■ TASK REQUIREMENTS ■
Pick out every line in the records below that contains the word "hair" and copy each one. Case counts.

+ + + + +

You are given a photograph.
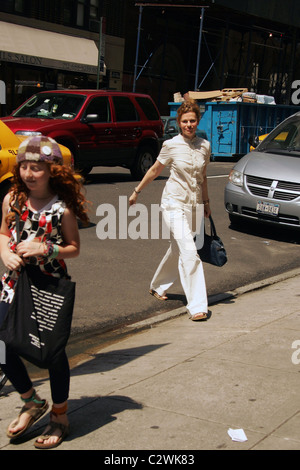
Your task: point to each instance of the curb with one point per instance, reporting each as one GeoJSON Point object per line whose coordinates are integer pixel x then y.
{"type": "Point", "coordinates": [212, 300]}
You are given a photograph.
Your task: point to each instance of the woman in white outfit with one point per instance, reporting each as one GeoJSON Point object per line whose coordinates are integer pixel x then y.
{"type": "Point", "coordinates": [184, 202]}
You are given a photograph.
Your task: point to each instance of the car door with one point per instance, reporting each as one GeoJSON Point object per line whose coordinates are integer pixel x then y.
{"type": "Point", "coordinates": [97, 139]}
{"type": "Point", "coordinates": [128, 129]}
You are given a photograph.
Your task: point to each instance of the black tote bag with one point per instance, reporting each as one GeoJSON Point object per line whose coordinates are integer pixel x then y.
{"type": "Point", "coordinates": [213, 250]}
{"type": "Point", "coordinates": [38, 321]}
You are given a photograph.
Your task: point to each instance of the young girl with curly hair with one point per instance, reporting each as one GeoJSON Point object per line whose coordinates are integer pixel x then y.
{"type": "Point", "coordinates": [48, 198]}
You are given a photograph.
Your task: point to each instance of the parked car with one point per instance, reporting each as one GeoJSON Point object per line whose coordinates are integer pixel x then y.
{"type": "Point", "coordinates": [9, 143]}
{"type": "Point", "coordinates": [265, 184]}
{"type": "Point", "coordinates": [101, 128]}
{"type": "Point", "coordinates": [171, 129]}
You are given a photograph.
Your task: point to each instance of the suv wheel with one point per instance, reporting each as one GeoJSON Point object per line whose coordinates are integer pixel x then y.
{"type": "Point", "coordinates": [3, 379]}
{"type": "Point", "coordinates": [144, 160]}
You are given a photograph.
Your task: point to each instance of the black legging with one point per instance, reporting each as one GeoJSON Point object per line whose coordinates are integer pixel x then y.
{"type": "Point", "coordinates": [59, 374]}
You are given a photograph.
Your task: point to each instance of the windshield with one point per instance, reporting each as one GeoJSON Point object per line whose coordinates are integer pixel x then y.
{"type": "Point", "coordinates": [285, 138]}
{"type": "Point", "coordinates": [51, 106]}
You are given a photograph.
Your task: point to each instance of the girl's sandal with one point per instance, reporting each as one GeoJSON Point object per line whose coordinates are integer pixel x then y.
{"type": "Point", "coordinates": [199, 316]}
{"type": "Point", "coordinates": [34, 413]}
{"type": "Point", "coordinates": [51, 430]}
{"type": "Point", "coordinates": [157, 296]}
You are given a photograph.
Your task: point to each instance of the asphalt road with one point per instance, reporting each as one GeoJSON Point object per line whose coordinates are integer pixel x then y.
{"type": "Point", "coordinates": [113, 275]}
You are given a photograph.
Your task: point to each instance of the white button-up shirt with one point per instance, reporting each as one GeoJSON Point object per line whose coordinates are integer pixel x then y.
{"type": "Point", "coordinates": [187, 160]}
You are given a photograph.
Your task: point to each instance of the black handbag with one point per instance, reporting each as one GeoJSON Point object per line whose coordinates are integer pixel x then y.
{"type": "Point", "coordinates": [213, 250]}
{"type": "Point", "coordinates": [38, 321]}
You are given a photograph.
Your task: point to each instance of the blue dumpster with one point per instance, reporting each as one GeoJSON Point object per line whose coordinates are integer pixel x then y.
{"type": "Point", "coordinates": [229, 125]}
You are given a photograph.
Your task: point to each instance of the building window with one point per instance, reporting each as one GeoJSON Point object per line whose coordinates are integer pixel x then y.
{"type": "Point", "coordinates": [80, 12]}
{"type": "Point", "coordinates": [94, 9]}
{"type": "Point", "coordinates": [19, 6]}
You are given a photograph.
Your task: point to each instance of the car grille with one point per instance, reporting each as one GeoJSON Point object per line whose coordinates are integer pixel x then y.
{"type": "Point", "coordinates": [280, 190]}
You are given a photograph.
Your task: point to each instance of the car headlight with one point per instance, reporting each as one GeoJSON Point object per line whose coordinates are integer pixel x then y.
{"type": "Point", "coordinates": [28, 133]}
{"type": "Point", "coordinates": [236, 178]}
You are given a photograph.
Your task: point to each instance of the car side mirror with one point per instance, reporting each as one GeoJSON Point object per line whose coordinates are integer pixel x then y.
{"type": "Point", "coordinates": [90, 118]}
{"type": "Point", "coordinates": [253, 141]}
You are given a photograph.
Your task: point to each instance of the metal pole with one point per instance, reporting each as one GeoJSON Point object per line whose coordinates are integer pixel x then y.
{"type": "Point", "coordinates": [99, 53]}
{"type": "Point", "coordinates": [137, 48]}
{"type": "Point", "coordinates": [199, 48]}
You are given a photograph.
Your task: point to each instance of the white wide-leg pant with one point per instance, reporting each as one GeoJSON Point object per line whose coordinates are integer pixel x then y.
{"type": "Point", "coordinates": [182, 257]}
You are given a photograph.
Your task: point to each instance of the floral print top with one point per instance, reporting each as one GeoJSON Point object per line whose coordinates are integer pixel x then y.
{"type": "Point", "coordinates": [38, 226]}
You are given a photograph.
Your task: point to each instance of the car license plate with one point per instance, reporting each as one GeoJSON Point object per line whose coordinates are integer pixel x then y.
{"type": "Point", "coordinates": [267, 208]}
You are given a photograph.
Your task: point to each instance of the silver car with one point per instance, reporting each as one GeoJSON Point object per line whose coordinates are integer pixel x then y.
{"type": "Point", "coordinates": [265, 184]}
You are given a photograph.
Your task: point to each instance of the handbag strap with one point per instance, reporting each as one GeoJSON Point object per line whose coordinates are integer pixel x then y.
{"type": "Point", "coordinates": [17, 218]}
{"type": "Point", "coordinates": [212, 227]}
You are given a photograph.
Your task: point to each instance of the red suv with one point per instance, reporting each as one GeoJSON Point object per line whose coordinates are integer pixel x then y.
{"type": "Point", "coordinates": [101, 128]}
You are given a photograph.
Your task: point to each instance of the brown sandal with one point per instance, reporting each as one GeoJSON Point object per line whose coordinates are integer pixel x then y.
{"type": "Point", "coordinates": [51, 429]}
{"type": "Point", "coordinates": [199, 316]}
{"type": "Point", "coordinates": [34, 413]}
{"type": "Point", "coordinates": [49, 432]}
{"type": "Point", "coordinates": [157, 296]}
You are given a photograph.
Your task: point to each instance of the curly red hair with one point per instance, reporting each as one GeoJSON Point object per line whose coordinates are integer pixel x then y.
{"type": "Point", "coordinates": [62, 182]}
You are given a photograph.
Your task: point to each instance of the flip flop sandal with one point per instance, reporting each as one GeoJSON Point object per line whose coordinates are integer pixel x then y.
{"type": "Point", "coordinates": [157, 296]}
{"type": "Point", "coordinates": [199, 316]}
{"type": "Point", "coordinates": [34, 413]}
{"type": "Point", "coordinates": [51, 429]}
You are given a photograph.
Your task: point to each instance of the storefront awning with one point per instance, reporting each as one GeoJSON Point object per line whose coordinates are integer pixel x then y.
{"type": "Point", "coordinates": [30, 46]}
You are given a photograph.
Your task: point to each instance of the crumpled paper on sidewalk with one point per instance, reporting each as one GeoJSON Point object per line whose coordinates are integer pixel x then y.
{"type": "Point", "coordinates": [237, 435]}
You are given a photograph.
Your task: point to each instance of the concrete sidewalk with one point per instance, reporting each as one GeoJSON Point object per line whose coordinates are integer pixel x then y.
{"type": "Point", "coordinates": [180, 385]}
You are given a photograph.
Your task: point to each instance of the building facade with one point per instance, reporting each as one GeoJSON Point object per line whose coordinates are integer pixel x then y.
{"type": "Point", "coordinates": [151, 47]}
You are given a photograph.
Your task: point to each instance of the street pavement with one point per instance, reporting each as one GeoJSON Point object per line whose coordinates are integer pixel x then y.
{"type": "Point", "coordinates": [170, 384]}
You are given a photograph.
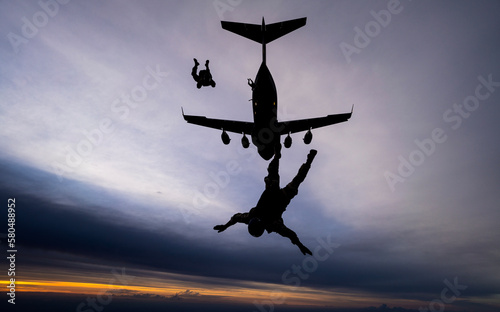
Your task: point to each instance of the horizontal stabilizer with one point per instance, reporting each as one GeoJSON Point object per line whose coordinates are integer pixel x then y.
{"type": "Point", "coordinates": [264, 33]}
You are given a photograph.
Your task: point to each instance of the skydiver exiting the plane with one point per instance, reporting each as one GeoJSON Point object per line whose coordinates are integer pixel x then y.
{"type": "Point", "coordinates": [204, 78]}
{"type": "Point", "coordinates": [267, 215]}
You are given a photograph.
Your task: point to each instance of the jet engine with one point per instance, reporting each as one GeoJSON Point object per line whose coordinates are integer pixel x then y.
{"type": "Point", "coordinates": [288, 141]}
{"type": "Point", "coordinates": [244, 141]}
{"type": "Point", "coordinates": [308, 137]}
{"type": "Point", "coordinates": [225, 137]}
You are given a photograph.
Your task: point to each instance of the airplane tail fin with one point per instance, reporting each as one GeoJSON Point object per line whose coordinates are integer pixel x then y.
{"type": "Point", "coordinates": [264, 33]}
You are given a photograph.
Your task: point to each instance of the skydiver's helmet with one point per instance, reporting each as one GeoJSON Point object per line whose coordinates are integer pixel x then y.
{"type": "Point", "coordinates": [255, 227]}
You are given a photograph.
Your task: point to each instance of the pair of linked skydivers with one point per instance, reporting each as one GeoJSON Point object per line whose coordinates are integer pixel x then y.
{"type": "Point", "coordinates": [267, 214]}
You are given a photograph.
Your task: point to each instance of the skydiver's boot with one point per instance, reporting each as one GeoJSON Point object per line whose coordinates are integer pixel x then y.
{"type": "Point", "coordinates": [311, 156]}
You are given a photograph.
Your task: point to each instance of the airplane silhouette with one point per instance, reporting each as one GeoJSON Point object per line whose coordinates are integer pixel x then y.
{"type": "Point", "coordinates": [265, 130]}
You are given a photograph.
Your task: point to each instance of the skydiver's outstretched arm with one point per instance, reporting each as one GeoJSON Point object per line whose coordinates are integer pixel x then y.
{"type": "Point", "coordinates": [237, 218]}
{"type": "Point", "coordinates": [286, 232]}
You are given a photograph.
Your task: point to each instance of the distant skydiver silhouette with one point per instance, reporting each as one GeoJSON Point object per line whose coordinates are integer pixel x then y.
{"type": "Point", "coordinates": [267, 215]}
{"type": "Point", "coordinates": [204, 78]}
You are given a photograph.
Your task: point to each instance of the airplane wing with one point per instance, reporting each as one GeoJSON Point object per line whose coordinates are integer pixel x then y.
{"type": "Point", "coordinates": [293, 126]}
{"type": "Point", "coordinates": [220, 124]}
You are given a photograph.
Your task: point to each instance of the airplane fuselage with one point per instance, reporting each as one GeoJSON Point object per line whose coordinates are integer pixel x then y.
{"type": "Point", "coordinates": [265, 133]}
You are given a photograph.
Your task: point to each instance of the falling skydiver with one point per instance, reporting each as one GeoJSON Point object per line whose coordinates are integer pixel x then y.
{"type": "Point", "coordinates": [204, 78]}
{"type": "Point", "coordinates": [267, 215]}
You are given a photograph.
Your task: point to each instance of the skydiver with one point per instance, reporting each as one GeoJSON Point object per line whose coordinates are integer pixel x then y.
{"type": "Point", "coordinates": [251, 83]}
{"type": "Point", "coordinates": [267, 215]}
{"type": "Point", "coordinates": [204, 78]}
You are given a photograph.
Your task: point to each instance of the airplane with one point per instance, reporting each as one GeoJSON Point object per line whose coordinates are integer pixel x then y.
{"type": "Point", "coordinates": [265, 130]}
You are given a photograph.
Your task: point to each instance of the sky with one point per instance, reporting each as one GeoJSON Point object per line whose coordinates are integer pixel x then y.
{"type": "Point", "coordinates": [116, 195]}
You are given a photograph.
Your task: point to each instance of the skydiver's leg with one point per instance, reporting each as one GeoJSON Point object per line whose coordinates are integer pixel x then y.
{"type": "Point", "coordinates": [292, 188]}
{"type": "Point", "coordinates": [273, 177]}
{"type": "Point", "coordinates": [195, 70]}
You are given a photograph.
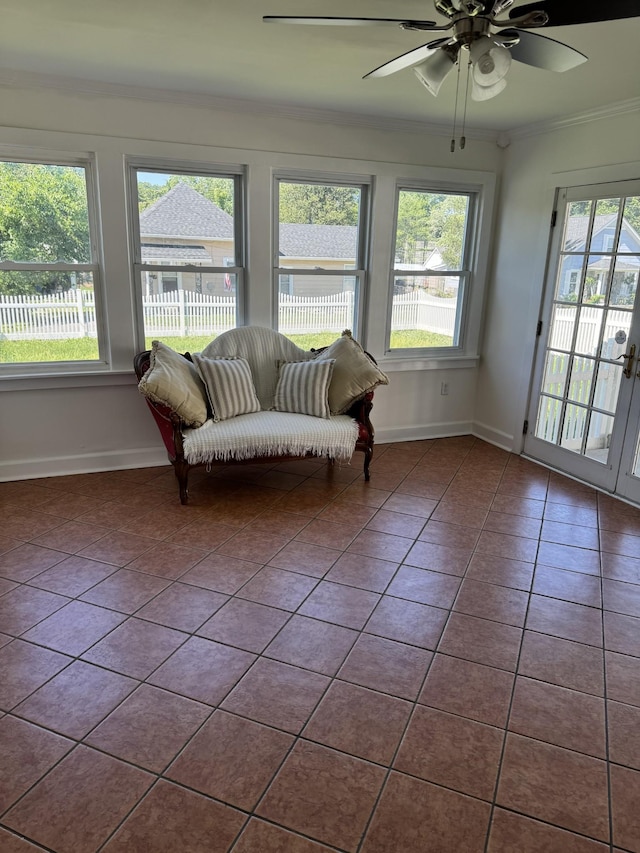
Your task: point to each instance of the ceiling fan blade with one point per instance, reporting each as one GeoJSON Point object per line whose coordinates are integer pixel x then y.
{"type": "Point", "coordinates": [406, 60]}
{"type": "Point", "coordinates": [348, 22]}
{"type": "Point", "coordinates": [563, 13]}
{"type": "Point", "coordinates": [543, 52]}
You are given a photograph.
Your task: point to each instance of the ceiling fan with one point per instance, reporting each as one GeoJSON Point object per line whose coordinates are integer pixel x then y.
{"type": "Point", "coordinates": [491, 41]}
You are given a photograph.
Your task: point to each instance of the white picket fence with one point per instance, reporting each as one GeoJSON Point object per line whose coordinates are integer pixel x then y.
{"type": "Point", "coordinates": [73, 315]}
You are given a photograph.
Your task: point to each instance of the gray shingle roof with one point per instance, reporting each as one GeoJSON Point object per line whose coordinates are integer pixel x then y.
{"type": "Point", "coordinates": [184, 212]}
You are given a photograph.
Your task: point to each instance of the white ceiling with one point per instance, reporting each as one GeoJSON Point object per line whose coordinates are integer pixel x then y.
{"type": "Point", "coordinates": [221, 48]}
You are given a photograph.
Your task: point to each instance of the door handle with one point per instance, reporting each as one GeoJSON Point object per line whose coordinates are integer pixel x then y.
{"type": "Point", "coordinates": [629, 356]}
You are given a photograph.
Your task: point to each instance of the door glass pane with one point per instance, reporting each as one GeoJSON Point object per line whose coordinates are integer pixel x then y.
{"type": "Point", "coordinates": [555, 373]}
{"type": "Point", "coordinates": [573, 428]}
{"type": "Point", "coordinates": [599, 437]}
{"type": "Point", "coordinates": [582, 372]}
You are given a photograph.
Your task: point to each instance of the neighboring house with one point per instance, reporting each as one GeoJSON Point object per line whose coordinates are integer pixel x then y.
{"type": "Point", "coordinates": [184, 227]}
{"type": "Point", "coordinates": [625, 276]}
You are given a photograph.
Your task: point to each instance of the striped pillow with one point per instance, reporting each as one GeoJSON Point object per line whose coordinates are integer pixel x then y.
{"type": "Point", "coordinates": [229, 386]}
{"type": "Point", "coordinates": [303, 387]}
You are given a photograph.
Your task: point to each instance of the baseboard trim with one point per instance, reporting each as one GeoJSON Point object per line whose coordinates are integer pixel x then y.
{"type": "Point", "coordinates": [420, 433]}
{"type": "Point", "coordinates": [493, 436]}
{"type": "Point", "coordinates": [89, 463]}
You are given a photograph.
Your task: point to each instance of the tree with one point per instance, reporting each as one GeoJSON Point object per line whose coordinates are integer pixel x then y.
{"type": "Point", "coordinates": [43, 219]}
{"type": "Point", "coordinates": [319, 204]}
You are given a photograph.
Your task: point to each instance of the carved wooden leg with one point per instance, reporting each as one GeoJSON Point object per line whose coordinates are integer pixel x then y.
{"type": "Point", "coordinates": [182, 474]}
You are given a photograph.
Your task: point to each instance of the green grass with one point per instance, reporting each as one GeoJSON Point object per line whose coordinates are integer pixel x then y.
{"type": "Point", "coordinates": [86, 349]}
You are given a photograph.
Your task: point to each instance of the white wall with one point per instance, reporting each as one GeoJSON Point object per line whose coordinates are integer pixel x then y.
{"type": "Point", "coordinates": [601, 150]}
{"type": "Point", "coordinates": [67, 425]}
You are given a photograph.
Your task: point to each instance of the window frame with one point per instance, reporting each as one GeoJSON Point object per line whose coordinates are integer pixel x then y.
{"type": "Point", "coordinates": [74, 159]}
{"type": "Point", "coordinates": [361, 272]}
{"type": "Point", "coordinates": [165, 166]}
{"type": "Point", "coordinates": [466, 275]}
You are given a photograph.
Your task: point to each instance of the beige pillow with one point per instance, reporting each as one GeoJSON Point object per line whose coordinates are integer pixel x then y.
{"type": "Point", "coordinates": [354, 373]}
{"type": "Point", "coordinates": [173, 381]}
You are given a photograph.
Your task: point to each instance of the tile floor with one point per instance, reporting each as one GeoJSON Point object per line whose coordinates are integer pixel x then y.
{"type": "Point", "coordinates": [443, 660]}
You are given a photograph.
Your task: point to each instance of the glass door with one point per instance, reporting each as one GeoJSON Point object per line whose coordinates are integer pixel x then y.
{"type": "Point", "coordinates": [581, 418]}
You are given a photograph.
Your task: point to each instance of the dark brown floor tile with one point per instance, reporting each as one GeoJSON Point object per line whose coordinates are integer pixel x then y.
{"type": "Point", "coordinates": [559, 716]}
{"type": "Point", "coordinates": [569, 557]}
{"type": "Point", "coordinates": [75, 701]}
{"type": "Point", "coordinates": [566, 620]}
{"type": "Point", "coordinates": [407, 622]}
{"type": "Point", "coordinates": [220, 573]}
{"type": "Point", "coordinates": [73, 576]}
{"type": "Point", "coordinates": [623, 678]}
{"type": "Point", "coordinates": [231, 759]}
{"type": "Point", "coordinates": [80, 802]}
{"type": "Point", "coordinates": [306, 558]}
{"type": "Point", "coordinates": [509, 547]}
{"type": "Point", "coordinates": [621, 633]}
{"type": "Point", "coordinates": [360, 722]}
{"type": "Point", "coordinates": [451, 751]}
{"type": "Point", "coordinates": [624, 734]}
{"type": "Point", "coordinates": [387, 666]}
{"type": "Point", "coordinates": [149, 728]}
{"type": "Point", "coordinates": [490, 601]}
{"type": "Point", "coordinates": [319, 532]}
{"type": "Point", "coordinates": [183, 607]}
{"type": "Point", "coordinates": [514, 525]}
{"type": "Point", "coordinates": [516, 574]}
{"type": "Point", "coordinates": [167, 560]}
{"type": "Point", "coordinates": [343, 790]}
{"type": "Point", "coordinates": [384, 546]}
{"type": "Point", "coordinates": [27, 560]}
{"type": "Point", "coordinates": [469, 689]}
{"type": "Point", "coordinates": [267, 838]}
{"type": "Point", "coordinates": [625, 792]}
{"type": "Point", "coordinates": [511, 832]}
{"type": "Point", "coordinates": [482, 641]}
{"type": "Point", "coordinates": [244, 624]}
{"type": "Point", "coordinates": [277, 694]}
{"type": "Point", "coordinates": [424, 586]}
{"type": "Point", "coordinates": [202, 670]}
{"type": "Point", "coordinates": [573, 665]}
{"type": "Point", "coordinates": [568, 586]}
{"type": "Point", "coordinates": [28, 752]}
{"type": "Point", "coordinates": [126, 591]}
{"type": "Point", "coordinates": [415, 816]}
{"type": "Point", "coordinates": [362, 571]}
{"type": "Point", "coordinates": [135, 648]}
{"type": "Point", "coordinates": [555, 785]}
{"type": "Point", "coordinates": [25, 667]}
{"type": "Point", "coordinates": [312, 644]}
{"type": "Point", "coordinates": [23, 607]}
{"type": "Point", "coordinates": [340, 604]}
{"type": "Point", "coordinates": [253, 545]}
{"type": "Point", "coordinates": [439, 558]}
{"type": "Point", "coordinates": [74, 628]}
{"type": "Point", "coordinates": [621, 597]}
{"type": "Point", "coordinates": [278, 588]}
{"type": "Point", "coordinates": [171, 818]}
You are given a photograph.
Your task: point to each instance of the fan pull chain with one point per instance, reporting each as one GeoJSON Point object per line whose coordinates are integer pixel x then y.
{"type": "Point", "coordinates": [455, 110]}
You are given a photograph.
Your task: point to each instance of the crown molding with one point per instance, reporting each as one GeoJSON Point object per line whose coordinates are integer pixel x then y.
{"type": "Point", "coordinates": [21, 79]}
{"type": "Point", "coordinates": [598, 114]}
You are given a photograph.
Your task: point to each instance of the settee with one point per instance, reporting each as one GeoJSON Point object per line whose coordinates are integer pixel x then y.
{"type": "Point", "coordinates": [253, 395]}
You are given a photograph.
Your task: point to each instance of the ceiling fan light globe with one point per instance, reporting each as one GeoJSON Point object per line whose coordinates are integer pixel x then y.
{"type": "Point", "coordinates": [485, 93]}
{"type": "Point", "coordinates": [491, 61]}
{"type": "Point", "coordinates": [432, 72]}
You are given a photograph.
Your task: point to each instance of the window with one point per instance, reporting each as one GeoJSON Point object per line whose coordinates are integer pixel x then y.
{"type": "Point", "coordinates": [189, 254]}
{"type": "Point", "coordinates": [320, 232]}
{"type": "Point", "coordinates": [50, 311]}
{"type": "Point", "coordinates": [431, 268]}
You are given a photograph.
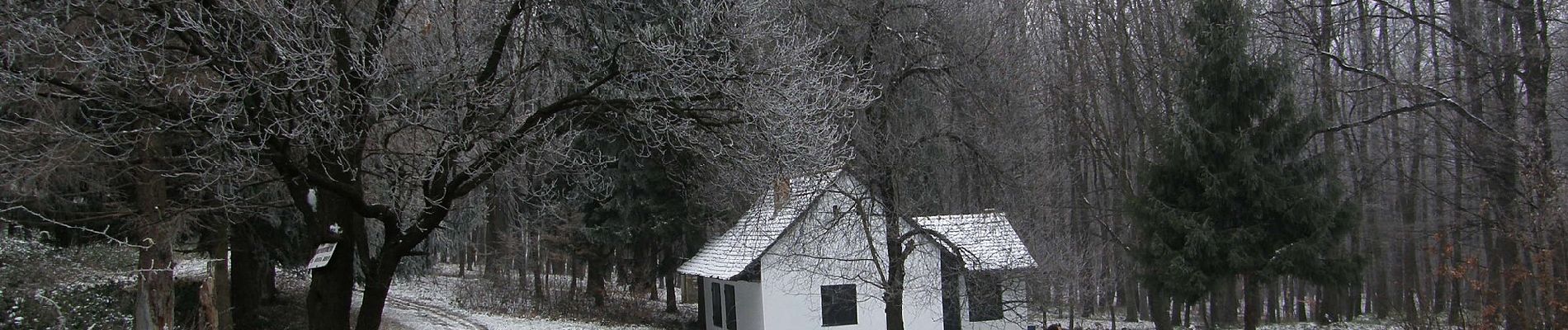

+ + + + +

■ FULL RESPONSE ■
Your task: point to each instance of the young girl with curly hair with one point per instance, reporting each as one GeoJSON Point object per line whose coordinates are integer pixel x then y.
Your task: point to each instance of the curly red hair with one point per instance, reporting each as one GeoJSON Point object per line whose coordinates are integer pixel x then y.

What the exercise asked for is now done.